### Tasks to complete:
A. In the forum thread, what three things does member 587159 ask the original poster to clarify?
B. Reproduce the forum thread from "[member 587159]" to "are $f,g$ defined?" without any changes.

### Source passage:
········
Does the Limit Hold for f'(x)>g'(x) Even if f(x)/g(x) is not a Constant?

[archaic]

Would this $f'(x)>g'(x)\,\forall x\in [a,\infty)\text{ and }f,\,g\underset{\infty}{\to}0\Rightarrow \lim_{x\to\infty}f(x)/g(x)=0$ hold if $\frac{f(x)}{g(x)}\neq c$?

 

[member 587159]

It is unclear to me what you mean. Can you be a little more careful describe what you mean? You have an $\implies$ and then an 'if' after the implies.

What is $a$ ? What is $c$? Where are $f,g$ defined?

 

[RPinPA]

Would this $f'(x)>g'(x)\,\forall x\in [a,\infty)\text{ and }f,\,g\underset{\infty}{\to}0\Rightarrow \lim_{x\to\infty}f(x)/g(x)=0$ hold if $\frac{f(x)}{g(x)}\neq c$?

This is a little cryptic. Here's what I think you are saying:

"There is a theorem that if for some $a \in \mathbb R, f'(x)>g'(x)\,\forall x\in [a,\infty)$ and $f,\,g\underset{\infty}{\to}0$ (Does this mean $\lim_{x\to\infty}f, g = 0$?) then $\lim_{x\to\infty}f(x)/g(x)=0$. Does the theorem hold if $\frac{f(x)}{g(x)}\neq c$?"
········
### Items:
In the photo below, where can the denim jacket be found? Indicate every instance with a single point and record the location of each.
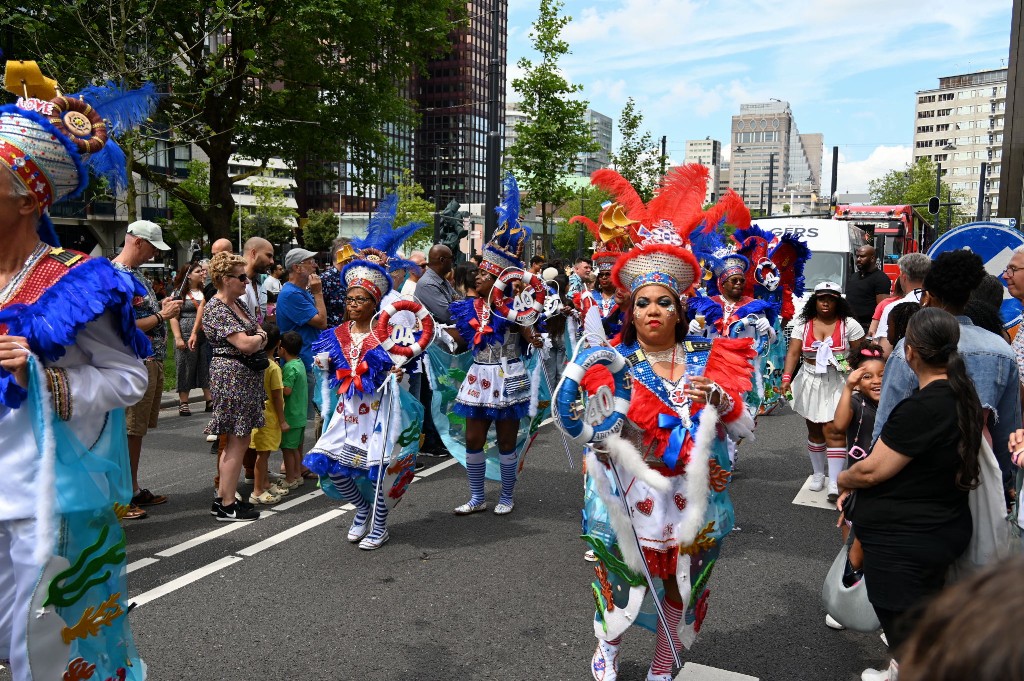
(992, 367)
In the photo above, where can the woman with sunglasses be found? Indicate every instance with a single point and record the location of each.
(237, 389)
(823, 339)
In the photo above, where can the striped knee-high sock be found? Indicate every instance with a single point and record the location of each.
(508, 462)
(816, 451)
(380, 517)
(837, 462)
(346, 486)
(664, 662)
(476, 466)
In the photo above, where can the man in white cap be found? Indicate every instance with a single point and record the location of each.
(300, 309)
(142, 242)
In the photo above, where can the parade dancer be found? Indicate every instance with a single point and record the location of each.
(670, 466)
(70, 363)
(358, 442)
(497, 388)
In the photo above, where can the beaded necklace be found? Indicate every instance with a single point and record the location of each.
(15, 284)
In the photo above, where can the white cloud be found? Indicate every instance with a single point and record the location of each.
(854, 175)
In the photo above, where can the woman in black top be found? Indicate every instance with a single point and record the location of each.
(911, 510)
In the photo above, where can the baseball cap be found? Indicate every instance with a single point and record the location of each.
(297, 255)
(148, 231)
(828, 288)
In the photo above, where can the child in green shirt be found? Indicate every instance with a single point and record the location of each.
(296, 403)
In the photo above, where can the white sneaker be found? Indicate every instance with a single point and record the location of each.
(832, 624)
(357, 530)
(604, 664)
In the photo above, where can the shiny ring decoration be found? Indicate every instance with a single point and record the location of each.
(82, 122)
(401, 343)
(737, 328)
(523, 308)
(604, 413)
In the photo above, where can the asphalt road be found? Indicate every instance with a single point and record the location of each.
(462, 598)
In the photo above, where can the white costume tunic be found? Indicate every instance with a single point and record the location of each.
(76, 313)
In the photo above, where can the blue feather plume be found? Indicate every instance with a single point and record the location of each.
(122, 109)
(508, 209)
(381, 235)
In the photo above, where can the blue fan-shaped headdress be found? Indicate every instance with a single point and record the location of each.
(717, 259)
(506, 246)
(51, 144)
(377, 252)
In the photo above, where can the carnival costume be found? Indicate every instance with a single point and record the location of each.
(669, 466)
(356, 457)
(62, 443)
(609, 241)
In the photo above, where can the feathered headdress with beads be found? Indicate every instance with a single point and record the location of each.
(51, 141)
(658, 230)
(507, 244)
(377, 252)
········
### Solutions:
A. What $a$ is, what $c$ is, and where $f$ and $g$ are defined.

B.
[member 587159]

It is unclear to me what you mean. Can you be a little more careful describe what you mean? You have an $\implies$ and then an 'if' after the implies.

What is $a$ ? What is $c$? Where are $f,g$ defined?